◆ Passage shown:
========================================================================

However, $\phi_{G}(r)\, \ll \, \phi_{SC}(r),\, \phi_{GRB}(r)$ in the 
 vicinity of GRB. Thus, 
$\phi(r)\, \simeq \, \phi_{SC}(r)+\phi_{GRB}(r)$. If the neutrino 
production region  $r_{p}$ is  ${\buildrel < \over {_{\sim}}} 10^{13}$ cm then
at $r\, \sim \, r_{p}$, 
 we have $\phi_{GRB}(r)\, >\, \phi_{SC}(r)$. At $r\, \sim \,
6\times 10^{13}$ cm, $\phi_{GRB}(r)\, \sim \, \phi_{SC}(r)$ and for 
$r\,  {\buildrel > \over {_{\sim}}}\, 10^{14}$ cm, $\phi_{GRB}(r)\, <\,
\phi_{SC}(r)$. If the supercluster is a fake object then $\phi(r)\, \simeq \,
\phi_{GRB}(r)$. 
 Here we assume the smallness of the effect of $\phi (r)$ due to an 
 Active Galactic Nucleus (AGN), if any, nearby to GRB. 


The possibility
of vanishing gravity and vacuum mixing angle in Eq. (\ref{deltaH}) allows us 
 to identify the
range of $\Delta f$ relevant for the neutrino magnetic moment effects 
only. Latter in this Sect., we briefly comment on the ranges of relevant 
 neutrino mixing  parameters 
for non vanishing gravity mixing angle with vanishing 
 neutrino magnetic moment. 


 
 The case of $\bar{\nu}_{\mu}\rightarrow \nu_{\tau}$ can  be studied by
 replacing $\bar{\nu}_{e}$ with $\bar{\nu}_{\mu}$ along with corresponding 
 changes in $V_{G}$ and $\delta m^{2}$. 
 The intrinsic  flux of $\bar{\nu}_{\mu}$ may be greater than that of 
 $\bar{\nu}_{e}$ by 
a factor of $\sim $ 2 \cite{WB}, thus also possibly enhancing the expected 
 $\nu_{\tau}$ flux from GRBs through $\bar{\nu}_{\mu}\rightarrow \nu_{\tau}$. 
 However, we have checked that observationally 
 this possibility leads to quite similar results in terms of 
 event rates and are therefore not
 discussed here further. We now study in 
some detail, the various possibilities arising from relative 
comparison between $\delta $ and $V_{G}$ in Eq. (\ref{deltaH}).         


	Let us first ignore the effects of VEP ($\Delta f\, =\, 0$). For 
constant $B$, the spin-flavor precession probability 
 $P(\bar{\nu}_{e}\rightarrow \nu_{\tau})$ is obtained using Eq. (\ref{deltaH})

========================================================================

◆ Written problem: Continue the passage on neutrino spin-flavor precession near gamma-ray bursts from its final sentence onward.

◆ Information provided:
========================================================================

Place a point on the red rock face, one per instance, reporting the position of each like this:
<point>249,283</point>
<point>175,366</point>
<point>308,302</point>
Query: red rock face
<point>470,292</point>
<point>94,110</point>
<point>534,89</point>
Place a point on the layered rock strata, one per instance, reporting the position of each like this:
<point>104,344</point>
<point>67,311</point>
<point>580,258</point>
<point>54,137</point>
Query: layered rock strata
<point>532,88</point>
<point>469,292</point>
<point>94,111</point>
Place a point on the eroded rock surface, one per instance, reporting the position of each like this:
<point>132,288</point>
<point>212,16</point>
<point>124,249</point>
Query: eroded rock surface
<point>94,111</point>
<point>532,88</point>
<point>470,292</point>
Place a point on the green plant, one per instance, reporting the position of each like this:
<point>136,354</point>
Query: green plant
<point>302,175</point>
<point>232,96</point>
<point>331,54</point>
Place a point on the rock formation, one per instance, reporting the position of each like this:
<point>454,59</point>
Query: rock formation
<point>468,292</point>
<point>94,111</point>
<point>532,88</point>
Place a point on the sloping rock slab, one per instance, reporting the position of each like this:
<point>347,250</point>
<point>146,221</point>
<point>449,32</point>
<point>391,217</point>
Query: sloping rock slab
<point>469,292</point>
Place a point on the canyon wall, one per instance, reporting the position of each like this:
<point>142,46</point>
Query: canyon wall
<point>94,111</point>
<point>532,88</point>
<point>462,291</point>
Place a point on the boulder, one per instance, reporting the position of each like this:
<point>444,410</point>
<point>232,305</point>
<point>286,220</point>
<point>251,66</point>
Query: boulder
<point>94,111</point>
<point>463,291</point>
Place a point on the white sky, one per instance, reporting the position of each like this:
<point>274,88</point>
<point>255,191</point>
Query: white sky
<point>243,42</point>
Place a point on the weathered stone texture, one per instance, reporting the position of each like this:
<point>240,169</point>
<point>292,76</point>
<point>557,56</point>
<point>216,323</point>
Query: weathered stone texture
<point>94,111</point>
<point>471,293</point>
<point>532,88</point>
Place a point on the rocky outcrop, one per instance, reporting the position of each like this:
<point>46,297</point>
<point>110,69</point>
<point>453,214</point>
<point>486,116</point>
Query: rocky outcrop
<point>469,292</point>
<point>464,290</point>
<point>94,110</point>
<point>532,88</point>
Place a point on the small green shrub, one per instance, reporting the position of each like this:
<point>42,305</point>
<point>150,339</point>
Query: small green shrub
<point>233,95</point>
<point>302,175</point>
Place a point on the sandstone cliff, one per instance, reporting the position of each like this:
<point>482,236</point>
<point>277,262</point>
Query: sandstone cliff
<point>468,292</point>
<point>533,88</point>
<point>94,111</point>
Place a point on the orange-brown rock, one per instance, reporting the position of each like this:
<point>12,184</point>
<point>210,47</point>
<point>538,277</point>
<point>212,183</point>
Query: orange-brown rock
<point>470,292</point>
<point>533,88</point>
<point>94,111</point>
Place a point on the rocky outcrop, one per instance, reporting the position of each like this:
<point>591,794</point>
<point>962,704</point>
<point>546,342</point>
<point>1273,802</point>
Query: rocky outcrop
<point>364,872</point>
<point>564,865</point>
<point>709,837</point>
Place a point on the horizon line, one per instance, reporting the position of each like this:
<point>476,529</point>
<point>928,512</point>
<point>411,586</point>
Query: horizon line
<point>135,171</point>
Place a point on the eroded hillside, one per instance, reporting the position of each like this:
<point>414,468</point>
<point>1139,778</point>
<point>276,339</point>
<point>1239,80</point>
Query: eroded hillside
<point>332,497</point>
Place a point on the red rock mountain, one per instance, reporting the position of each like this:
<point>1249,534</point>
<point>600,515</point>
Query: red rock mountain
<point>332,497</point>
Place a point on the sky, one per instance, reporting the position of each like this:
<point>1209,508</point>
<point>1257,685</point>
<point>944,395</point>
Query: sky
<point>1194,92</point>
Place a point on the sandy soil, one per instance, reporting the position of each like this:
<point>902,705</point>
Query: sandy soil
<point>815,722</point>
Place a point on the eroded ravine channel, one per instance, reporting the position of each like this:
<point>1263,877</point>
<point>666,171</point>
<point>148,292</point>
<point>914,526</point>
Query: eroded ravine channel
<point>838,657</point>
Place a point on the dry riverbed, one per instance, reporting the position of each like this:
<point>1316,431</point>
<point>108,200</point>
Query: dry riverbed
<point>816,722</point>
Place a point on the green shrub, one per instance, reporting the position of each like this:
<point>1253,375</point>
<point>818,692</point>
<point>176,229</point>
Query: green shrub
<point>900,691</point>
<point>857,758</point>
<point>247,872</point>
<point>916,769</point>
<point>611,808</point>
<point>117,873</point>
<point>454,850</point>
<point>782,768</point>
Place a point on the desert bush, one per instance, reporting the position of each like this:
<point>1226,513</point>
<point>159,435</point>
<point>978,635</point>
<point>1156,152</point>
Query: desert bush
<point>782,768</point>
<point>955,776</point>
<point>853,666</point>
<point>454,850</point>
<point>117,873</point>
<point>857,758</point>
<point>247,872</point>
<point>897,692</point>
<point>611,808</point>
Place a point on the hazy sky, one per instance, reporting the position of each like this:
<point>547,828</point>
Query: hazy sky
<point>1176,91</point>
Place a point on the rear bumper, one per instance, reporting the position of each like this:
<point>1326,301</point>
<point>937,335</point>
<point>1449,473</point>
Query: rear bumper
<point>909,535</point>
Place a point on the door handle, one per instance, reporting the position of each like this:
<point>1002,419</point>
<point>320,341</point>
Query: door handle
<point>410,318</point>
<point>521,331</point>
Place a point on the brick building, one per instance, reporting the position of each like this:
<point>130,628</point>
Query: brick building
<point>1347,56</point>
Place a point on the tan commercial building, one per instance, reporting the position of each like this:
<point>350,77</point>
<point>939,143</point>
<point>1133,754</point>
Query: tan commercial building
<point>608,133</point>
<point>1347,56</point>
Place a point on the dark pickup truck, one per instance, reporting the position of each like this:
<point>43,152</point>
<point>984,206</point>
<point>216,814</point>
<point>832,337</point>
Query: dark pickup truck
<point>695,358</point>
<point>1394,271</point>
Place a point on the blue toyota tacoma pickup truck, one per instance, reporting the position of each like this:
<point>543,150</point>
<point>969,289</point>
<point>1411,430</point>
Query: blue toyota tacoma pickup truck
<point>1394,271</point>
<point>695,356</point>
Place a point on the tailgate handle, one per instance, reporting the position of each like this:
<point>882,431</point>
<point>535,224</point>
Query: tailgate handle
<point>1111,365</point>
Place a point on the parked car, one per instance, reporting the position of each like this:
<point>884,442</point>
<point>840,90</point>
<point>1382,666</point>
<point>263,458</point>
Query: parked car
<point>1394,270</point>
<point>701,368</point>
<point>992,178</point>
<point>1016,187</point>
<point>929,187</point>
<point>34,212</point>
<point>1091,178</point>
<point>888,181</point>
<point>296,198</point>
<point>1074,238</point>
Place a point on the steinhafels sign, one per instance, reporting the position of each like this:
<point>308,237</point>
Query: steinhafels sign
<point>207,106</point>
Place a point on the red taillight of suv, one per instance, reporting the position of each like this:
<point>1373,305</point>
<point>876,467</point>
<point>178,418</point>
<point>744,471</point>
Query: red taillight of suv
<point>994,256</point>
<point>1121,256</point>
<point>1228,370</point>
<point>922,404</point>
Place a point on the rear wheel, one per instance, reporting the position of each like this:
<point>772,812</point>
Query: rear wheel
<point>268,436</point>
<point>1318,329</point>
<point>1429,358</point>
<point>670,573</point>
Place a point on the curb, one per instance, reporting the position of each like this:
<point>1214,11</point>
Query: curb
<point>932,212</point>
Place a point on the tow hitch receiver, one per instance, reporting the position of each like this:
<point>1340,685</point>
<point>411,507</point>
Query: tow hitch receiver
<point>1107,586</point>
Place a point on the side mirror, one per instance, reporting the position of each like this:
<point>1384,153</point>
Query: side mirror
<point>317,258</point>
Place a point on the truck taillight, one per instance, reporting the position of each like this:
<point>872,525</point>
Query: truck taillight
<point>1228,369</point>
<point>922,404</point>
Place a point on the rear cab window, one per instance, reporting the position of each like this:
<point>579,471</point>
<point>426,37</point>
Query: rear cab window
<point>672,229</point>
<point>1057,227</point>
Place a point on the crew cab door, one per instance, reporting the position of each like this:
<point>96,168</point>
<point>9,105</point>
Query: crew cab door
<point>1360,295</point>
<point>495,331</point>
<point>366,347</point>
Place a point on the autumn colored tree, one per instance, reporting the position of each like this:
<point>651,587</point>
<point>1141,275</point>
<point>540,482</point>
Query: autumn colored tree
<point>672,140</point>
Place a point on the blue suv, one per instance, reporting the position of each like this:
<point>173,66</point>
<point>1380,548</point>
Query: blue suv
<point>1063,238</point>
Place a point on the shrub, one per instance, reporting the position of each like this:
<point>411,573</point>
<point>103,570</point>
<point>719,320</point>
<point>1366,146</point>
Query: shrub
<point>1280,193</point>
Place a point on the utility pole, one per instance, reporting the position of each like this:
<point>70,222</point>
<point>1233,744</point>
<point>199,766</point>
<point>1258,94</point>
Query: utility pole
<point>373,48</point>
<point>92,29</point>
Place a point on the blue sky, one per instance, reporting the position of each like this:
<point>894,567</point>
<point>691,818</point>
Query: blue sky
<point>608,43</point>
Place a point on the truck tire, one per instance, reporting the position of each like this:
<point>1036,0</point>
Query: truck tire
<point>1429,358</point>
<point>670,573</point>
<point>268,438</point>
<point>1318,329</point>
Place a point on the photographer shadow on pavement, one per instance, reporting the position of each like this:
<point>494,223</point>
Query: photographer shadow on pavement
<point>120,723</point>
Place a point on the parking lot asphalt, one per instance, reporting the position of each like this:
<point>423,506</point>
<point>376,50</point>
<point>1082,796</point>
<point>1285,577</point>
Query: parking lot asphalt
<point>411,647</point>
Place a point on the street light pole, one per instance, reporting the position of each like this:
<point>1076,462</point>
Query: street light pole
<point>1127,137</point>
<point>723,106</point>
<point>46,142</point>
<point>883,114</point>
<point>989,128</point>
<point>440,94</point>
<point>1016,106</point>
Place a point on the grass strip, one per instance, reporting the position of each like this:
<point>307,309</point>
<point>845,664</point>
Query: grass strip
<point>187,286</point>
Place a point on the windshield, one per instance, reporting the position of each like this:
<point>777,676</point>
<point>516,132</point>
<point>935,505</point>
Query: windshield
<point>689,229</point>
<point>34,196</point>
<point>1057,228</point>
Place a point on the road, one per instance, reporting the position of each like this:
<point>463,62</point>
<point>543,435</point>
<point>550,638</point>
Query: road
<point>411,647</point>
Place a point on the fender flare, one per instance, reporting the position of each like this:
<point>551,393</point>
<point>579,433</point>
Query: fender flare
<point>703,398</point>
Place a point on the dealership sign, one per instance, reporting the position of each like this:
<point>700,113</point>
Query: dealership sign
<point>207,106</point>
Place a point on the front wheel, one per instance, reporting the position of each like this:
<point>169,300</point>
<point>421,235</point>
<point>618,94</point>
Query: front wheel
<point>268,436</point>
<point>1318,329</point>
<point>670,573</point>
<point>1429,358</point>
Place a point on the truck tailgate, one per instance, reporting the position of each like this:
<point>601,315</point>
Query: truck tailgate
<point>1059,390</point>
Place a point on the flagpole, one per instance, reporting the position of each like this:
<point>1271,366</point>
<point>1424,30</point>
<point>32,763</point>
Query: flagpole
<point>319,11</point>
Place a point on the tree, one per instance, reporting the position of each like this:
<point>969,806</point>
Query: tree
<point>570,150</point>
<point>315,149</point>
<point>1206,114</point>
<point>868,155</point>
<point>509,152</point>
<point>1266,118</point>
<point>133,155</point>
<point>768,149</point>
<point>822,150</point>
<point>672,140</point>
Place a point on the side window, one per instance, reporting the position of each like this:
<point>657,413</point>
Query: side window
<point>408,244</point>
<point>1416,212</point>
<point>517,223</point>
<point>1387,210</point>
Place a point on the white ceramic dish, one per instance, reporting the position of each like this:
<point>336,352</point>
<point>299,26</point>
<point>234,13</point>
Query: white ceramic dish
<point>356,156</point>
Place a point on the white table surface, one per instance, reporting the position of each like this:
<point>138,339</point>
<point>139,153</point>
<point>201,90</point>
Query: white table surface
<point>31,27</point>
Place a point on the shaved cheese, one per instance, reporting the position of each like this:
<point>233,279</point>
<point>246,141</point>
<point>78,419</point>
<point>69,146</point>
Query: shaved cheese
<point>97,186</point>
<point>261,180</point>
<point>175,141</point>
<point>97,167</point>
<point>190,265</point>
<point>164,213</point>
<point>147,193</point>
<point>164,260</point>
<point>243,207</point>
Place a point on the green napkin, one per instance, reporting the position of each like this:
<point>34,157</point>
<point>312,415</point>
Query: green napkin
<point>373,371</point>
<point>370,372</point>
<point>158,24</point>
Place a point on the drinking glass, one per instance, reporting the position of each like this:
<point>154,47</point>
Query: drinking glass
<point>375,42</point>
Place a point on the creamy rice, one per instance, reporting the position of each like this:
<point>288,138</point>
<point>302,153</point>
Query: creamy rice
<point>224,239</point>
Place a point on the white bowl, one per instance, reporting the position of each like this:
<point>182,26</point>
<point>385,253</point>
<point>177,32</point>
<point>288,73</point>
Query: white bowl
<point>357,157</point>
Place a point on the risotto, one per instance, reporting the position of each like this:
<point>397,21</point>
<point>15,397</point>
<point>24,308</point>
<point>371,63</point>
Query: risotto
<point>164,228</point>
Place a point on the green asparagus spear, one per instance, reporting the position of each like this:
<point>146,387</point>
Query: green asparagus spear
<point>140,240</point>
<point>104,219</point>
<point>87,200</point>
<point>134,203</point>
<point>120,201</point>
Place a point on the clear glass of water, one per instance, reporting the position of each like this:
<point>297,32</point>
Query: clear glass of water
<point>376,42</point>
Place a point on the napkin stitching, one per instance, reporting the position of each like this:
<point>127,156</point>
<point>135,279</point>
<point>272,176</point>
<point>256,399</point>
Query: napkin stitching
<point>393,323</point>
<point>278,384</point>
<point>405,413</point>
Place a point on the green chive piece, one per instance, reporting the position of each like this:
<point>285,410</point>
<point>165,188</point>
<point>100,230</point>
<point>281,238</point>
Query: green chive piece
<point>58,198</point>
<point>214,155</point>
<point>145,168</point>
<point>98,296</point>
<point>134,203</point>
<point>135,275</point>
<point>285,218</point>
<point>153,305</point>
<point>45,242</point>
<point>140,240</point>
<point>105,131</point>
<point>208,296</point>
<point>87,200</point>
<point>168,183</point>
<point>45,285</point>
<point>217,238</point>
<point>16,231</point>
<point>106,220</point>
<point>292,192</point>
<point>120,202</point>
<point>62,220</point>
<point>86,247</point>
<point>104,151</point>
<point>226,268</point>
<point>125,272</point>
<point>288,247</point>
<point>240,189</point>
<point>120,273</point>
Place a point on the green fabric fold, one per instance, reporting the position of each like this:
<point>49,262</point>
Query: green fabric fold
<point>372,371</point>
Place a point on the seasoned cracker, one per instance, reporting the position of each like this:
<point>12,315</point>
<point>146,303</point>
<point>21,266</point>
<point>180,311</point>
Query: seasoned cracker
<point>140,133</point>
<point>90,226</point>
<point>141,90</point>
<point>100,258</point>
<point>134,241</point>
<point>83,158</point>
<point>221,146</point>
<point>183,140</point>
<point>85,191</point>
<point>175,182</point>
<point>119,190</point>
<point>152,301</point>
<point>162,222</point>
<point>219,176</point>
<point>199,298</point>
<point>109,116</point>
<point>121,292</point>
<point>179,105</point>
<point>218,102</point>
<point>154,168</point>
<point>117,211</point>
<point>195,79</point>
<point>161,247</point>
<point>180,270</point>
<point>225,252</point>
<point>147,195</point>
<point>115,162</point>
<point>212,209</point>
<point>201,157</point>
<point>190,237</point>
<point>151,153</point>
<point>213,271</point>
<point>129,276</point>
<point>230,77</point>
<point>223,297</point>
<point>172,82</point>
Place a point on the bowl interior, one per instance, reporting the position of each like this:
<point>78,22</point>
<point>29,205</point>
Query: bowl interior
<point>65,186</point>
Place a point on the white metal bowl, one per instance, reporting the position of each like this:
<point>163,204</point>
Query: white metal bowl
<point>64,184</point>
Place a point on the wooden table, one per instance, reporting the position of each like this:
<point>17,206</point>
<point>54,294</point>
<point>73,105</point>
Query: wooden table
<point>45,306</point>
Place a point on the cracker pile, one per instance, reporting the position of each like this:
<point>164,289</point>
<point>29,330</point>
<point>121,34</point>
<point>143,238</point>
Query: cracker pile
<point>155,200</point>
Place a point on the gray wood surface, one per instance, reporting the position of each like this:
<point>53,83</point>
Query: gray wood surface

========================================================================

◆ Exercise output:
 as
\begin{equation}
 P(\bar{\nu}_{e}\rightarrow \nu_{\tau})\, =\, 
 \left[\frac{(2\mu B)^{2}}{(2\mu B)^{2}+\delta^{2}}\right]
 \sin^{2}\left(\sqrt{(2\mu B)^{2}+\delta^{2}}
 \cdot \frac{\Delta r}{2}\right).
\label{Pdeltaf0} 
\end{equation}
We take $\mu \, \sim \, 10^{-12}\, \mu_{B}$
or less, where $\mu_{B}$ is Bohr magneton, which is less than
the stringent astrophysical upper bound on $\mu$ based on cooling of 
red giants \cite{R}. 
We here consider the transition magnetic moment, thus  
allowing the
possibility of simultaneously changing the relevant neutrino flavor as well 
 as the helicity. Therefore,  the precessed  
$\nu_{\tau}$ is an active neutrino and interacts weakly.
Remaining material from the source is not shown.